_The task_:
Extract all of the entries below and copy every line verbatim, in the same order.

[Object location annotation data]
+ + +

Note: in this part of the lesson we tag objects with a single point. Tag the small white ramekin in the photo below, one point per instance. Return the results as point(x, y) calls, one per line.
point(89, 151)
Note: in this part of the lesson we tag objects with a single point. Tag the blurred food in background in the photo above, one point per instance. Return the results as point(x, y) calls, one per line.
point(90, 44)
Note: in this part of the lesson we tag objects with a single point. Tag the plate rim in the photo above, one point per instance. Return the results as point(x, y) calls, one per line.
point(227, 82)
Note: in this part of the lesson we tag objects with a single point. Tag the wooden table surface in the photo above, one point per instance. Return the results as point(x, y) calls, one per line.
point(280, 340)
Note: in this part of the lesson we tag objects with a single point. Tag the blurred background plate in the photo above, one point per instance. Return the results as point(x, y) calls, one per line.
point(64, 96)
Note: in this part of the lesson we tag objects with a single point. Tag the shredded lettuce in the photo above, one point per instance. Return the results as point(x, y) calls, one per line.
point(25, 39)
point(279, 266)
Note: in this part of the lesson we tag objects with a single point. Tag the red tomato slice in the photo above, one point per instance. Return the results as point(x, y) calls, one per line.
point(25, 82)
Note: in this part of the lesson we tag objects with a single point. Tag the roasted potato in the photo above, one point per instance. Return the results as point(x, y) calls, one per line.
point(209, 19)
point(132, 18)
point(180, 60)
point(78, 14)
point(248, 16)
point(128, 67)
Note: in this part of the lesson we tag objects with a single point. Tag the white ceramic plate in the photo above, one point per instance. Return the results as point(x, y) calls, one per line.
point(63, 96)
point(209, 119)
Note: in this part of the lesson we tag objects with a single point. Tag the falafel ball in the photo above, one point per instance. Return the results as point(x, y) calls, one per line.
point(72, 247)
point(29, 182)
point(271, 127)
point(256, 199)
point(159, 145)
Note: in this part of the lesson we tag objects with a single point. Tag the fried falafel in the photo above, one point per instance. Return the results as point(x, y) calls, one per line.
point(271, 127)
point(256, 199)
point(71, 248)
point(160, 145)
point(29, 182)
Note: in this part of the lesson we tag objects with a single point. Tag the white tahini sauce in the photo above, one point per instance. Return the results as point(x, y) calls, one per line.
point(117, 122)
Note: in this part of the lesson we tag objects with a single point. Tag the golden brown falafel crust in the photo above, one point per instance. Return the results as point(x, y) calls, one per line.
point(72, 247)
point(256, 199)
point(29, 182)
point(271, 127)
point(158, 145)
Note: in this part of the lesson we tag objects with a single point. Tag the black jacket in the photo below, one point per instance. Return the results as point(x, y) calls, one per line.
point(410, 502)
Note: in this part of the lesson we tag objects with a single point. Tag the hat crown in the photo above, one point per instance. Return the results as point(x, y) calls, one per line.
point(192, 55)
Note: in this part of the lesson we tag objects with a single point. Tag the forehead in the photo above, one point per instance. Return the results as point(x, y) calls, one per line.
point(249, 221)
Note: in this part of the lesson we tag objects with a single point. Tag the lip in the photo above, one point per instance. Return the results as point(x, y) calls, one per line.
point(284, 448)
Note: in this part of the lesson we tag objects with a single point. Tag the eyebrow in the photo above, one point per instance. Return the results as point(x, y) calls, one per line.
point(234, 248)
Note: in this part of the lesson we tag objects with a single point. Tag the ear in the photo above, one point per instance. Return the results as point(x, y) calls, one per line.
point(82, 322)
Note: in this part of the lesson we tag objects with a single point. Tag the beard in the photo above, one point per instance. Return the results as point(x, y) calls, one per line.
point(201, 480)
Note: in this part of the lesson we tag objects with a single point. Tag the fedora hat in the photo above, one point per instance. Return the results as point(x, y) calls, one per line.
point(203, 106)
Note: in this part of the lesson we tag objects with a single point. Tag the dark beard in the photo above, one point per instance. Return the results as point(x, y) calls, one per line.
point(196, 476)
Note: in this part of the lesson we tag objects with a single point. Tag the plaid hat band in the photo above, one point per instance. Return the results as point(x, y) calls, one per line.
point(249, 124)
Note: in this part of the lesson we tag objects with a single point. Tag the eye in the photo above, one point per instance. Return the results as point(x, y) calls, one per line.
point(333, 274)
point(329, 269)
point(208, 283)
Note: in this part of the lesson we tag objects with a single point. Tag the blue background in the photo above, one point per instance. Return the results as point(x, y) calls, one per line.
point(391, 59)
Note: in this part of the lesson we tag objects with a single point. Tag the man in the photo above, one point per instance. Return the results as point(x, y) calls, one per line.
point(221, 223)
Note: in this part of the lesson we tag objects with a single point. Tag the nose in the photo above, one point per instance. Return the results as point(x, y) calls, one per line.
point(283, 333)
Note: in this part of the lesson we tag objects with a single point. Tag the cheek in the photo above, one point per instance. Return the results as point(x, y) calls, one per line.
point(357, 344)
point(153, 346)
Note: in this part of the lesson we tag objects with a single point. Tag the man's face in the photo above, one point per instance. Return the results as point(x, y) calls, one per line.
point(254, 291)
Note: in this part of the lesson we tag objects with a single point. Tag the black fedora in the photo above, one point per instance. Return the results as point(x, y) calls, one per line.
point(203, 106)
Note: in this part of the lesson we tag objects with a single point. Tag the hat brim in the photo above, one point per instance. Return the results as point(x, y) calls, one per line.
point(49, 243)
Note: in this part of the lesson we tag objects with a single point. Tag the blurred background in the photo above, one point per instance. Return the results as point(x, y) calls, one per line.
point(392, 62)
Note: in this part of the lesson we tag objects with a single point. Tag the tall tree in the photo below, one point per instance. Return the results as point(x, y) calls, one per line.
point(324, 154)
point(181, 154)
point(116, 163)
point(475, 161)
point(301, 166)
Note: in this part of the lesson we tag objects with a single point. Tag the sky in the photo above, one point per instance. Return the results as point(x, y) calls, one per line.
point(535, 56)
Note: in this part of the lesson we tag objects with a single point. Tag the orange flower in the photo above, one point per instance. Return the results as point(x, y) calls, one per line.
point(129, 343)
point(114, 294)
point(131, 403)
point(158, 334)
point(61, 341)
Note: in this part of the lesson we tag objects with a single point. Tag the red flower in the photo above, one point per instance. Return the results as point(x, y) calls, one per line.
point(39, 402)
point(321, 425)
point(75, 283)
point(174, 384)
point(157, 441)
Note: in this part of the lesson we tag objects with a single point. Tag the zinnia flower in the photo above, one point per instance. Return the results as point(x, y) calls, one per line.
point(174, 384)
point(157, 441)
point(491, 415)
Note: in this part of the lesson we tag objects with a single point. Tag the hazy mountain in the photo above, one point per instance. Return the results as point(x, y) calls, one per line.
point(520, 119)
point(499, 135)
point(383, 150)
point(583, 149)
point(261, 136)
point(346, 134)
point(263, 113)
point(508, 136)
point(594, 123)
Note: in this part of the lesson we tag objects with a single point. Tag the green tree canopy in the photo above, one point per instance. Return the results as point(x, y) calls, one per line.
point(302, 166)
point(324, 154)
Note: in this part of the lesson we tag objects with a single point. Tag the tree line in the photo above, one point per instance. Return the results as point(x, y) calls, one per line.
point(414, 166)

+ + +

_Finished exercise_:
Note: in this part of the lesson we tag objects with a single point. Tag the small white ramekin in the photo below, one point per instance. Return the results as point(x, y) calls, one per line.
point(89, 151)
Note: in this part of the lesson we tag objects with a single point. Tag the blurred food in background in the photo above, one point per instance. Return the results as point(x, y) calls, one per line.
point(90, 44)
Note: in this part of the lesson we tag objects with a single point. Tag the plate rim in the photo above, one point per instance. Return the results as point(x, y) calls, one per line.
point(227, 82)
Note: in this part of the lesson we tag objects with a single point. Tag the wooden table surface in the photo above, one point per instance. Return the results as point(x, y) calls, one per line.
point(280, 340)
Note: in this part of the lesson we tag objects with a single point. Tag the blurred background plate in the photo above, one point per instance. Return the results as point(x, y) calls, one per line.
point(64, 96)
Note: in this part of the lesson we tag objects with a single point. Tag the shredded lettuce in the photo above, one point per instance. Return the results as point(x, y) calls, one per line.
point(25, 39)
point(279, 266)
Note: in this part of the lesson we tag objects with a single point. Tag the red tomato slice in the photo above, one point per instance. Return the results as point(x, y) calls, one per line.
point(25, 82)
Note: in this part of the lesson we tag objects with a single point. Tag the roasted potato in the photo above, one point per instance. Return the results as point(x, y) calls, one per line.
point(209, 19)
point(132, 18)
point(180, 60)
point(78, 14)
point(248, 16)
point(128, 67)
Note: in this part of the lesson we tag objects with a single point. Tag the white ceramic plate in the photo above, one point per instance. Return the results as point(x, y) calls, one per line.
point(63, 96)
point(209, 119)
Note: in this part of the lesson we tag objects with a single point. Tag the falafel ball in the photo above, one point per instance. Return the results as point(x, y) calls, one per line.
point(72, 247)
point(29, 182)
point(271, 127)
point(256, 199)
point(159, 145)
Note: in this part of the lesson we tag objects with a single point. Tag the fried falafel in the photo above, one point per instance. Return the results as point(x, y) calls, one per line.
point(271, 127)
point(256, 199)
point(71, 248)
point(160, 145)
point(29, 182)
Note: in this part of the lesson we tag objects with a single point. Tag the white tahini sauce in the photo above, one point per instance. Return the results as point(x, y) calls, one per line.
point(117, 122)
Note: in this part of the lesson we tag objects with a single point. Tag the golden brown falafel crust in the photo above, one point per instance. Return the results as point(x, y) calls, one per line.
point(72, 247)
point(256, 199)
point(29, 182)
point(271, 127)
point(158, 145)
Note: in this part of the lesson we tag objects with a single point. Tag the black jacket in the photo below, one point per instance. Return the results as point(x, y) calls, one per line.
point(410, 502)
Note: in this part of the lesson we tag objects with a single point. Tag the hat crown in the photo above, one point per instance. Return the results as point(x, y) calls, one per line.
point(192, 55)
Note: in this part of the lesson we tag objects with a single point. Tag the forehead in the photo above, one point per instance. Return the results as point(x, y) calls, one per line.
point(249, 221)
Note: in this part of the lesson we tag objects with a single point. Tag the lip in the photo above, one point per instance. Return the results as point(x, y) calls, one per line.
point(284, 448)
Note: in this part of the lesson we tag objects with a single point. Tag the eyebrow in the photo above, one point per instance. Return the results as point(x, y) calls, one per line.
point(234, 248)
Note: in this part of the lesson we tag objects with a single point. Tag the ear in the photo above, one point per instance. Return the results as point(x, y) calls, one per line.
point(82, 322)
Note: in this part of the lesson we tag objects with a single point. Tag the beard in the photo above, one point per instance. Return the results as point(x, y) calls, one per line.
point(201, 480)
Note: in this part of the lesson we tag objects with a single point. Tag the fedora hat in the photo above, one point per instance. Return the results as point(x, y) calls, one per line.
point(203, 106)
Note: in this part of the lesson we tag objects with a single point. Tag the dark beard in the photo above, one point per instance. Return the results as point(x, y) calls, one per line.
point(196, 476)
Note: in this part of the lesson we tag objects with a single point. Tag the plaid hat band in the photo above, one point per instance. Return the results as point(x, y) calls, one per line.
point(249, 124)
Note: in this part of the lesson we tag objects with a single point. Tag the eye in the photo above, one point per instance. Return the results as point(x, y) calls, one per line.
point(333, 274)
point(329, 269)
point(208, 283)
Note: in this part of the lesson we tag objects with a single point. Tag the blue background in the photo above, one point per instance. Return the results as point(x, y) calls, one per line.
point(391, 59)
Note: in this part of the lesson we tag objects with a single point. Tag the man in the photo above, one point per instance. Return the results as point(x, y) calls, one per line.
point(221, 223)
Note: in this part of the lesson we tag objects with a single point. Tag the nose in the photo above, one point per instance. Return the results as point(x, y) calls, one per line.
point(283, 333)
Note: in this part of the lesson we tag objects with a single point. Tag the cheek in the photo above, one point per instance. Return the results as point(x, y) calls, one per line.
point(357, 344)
point(153, 346)
Note: in this part of the lesson we tag objects with a single point. Tag the man's face in the photo above, one point per instance. Return the results as point(x, y) calls, one per line.
point(254, 291)
Note: in this part of the lesson we tag objects with a single point. Tag the black fedora in the photo above, one point per instance. Return the results as point(x, y) calls, one per line.
point(203, 106)
Note: in this part of the lesson we tag objects with a single point. Tag the hat brim in the photo above, one point per instance. Return the results as point(x, y) calls, one per line.
point(49, 243)
Note: in this part of the lesson we tag objects with a single point. Tag the blurred background in the photo above, one point per instance. Return the results as point(x, y) calls, one per line.
point(392, 62)
Note: in this part of the lesson we tag objects with a single point. Tag the tall tree in the photo below, one point per instance. Return the results as point(x, y) calls, one per line.
point(324, 154)
point(181, 154)
point(116, 163)
point(475, 161)
point(301, 166)
Note: in this part of the lesson we tag objects with a single point. Tag the sky in the photo above, one point per instance. Return the results as point(x, y) calls, one per line.
point(535, 56)
Note: in this part of the lesson we tag objects with a single point. Tag the orange flower in the photo above, one point per instance. Return the results as point(x, y) calls, one per line.
point(129, 343)
point(114, 294)
point(131, 403)
point(158, 334)
point(61, 341)
Note: in this part of the lesson we tag objects with a single point. Tag the red flower in the photo above, one point per instance. Return the results as point(x, y) calls, one per line.
point(39, 402)
point(321, 425)
point(75, 283)
point(174, 384)
point(157, 441)
Note: in this part of the lesson we tag objects with a single point. Tag the zinnia flower in the photo above, one point per instance. Return the results as point(x, y) calls, one per line.
point(174, 384)
point(157, 441)
point(491, 415)
Note: in this part of the lesson we tag objects with a single point. Tag the hazy mountain in the photo above, one point per instance. Return the results as point(x, y) calls, one per line.
point(520, 119)
point(499, 135)
point(383, 150)
point(583, 149)
point(261, 136)
point(346, 134)
point(263, 113)
point(508, 136)
point(594, 123)
Note: in this part of the lesson we tag objects with a single point. Tag the green tree canopy in the photo above, one point per instance. Return the results as point(x, y) calls, one per line.
point(302, 166)
point(324, 154)
Note: in this part of the lesson we tag objects with a single point. Tag the tree line in the photo above, one point per instance. Return the results as point(x, y) calls, one per line.
point(414, 166)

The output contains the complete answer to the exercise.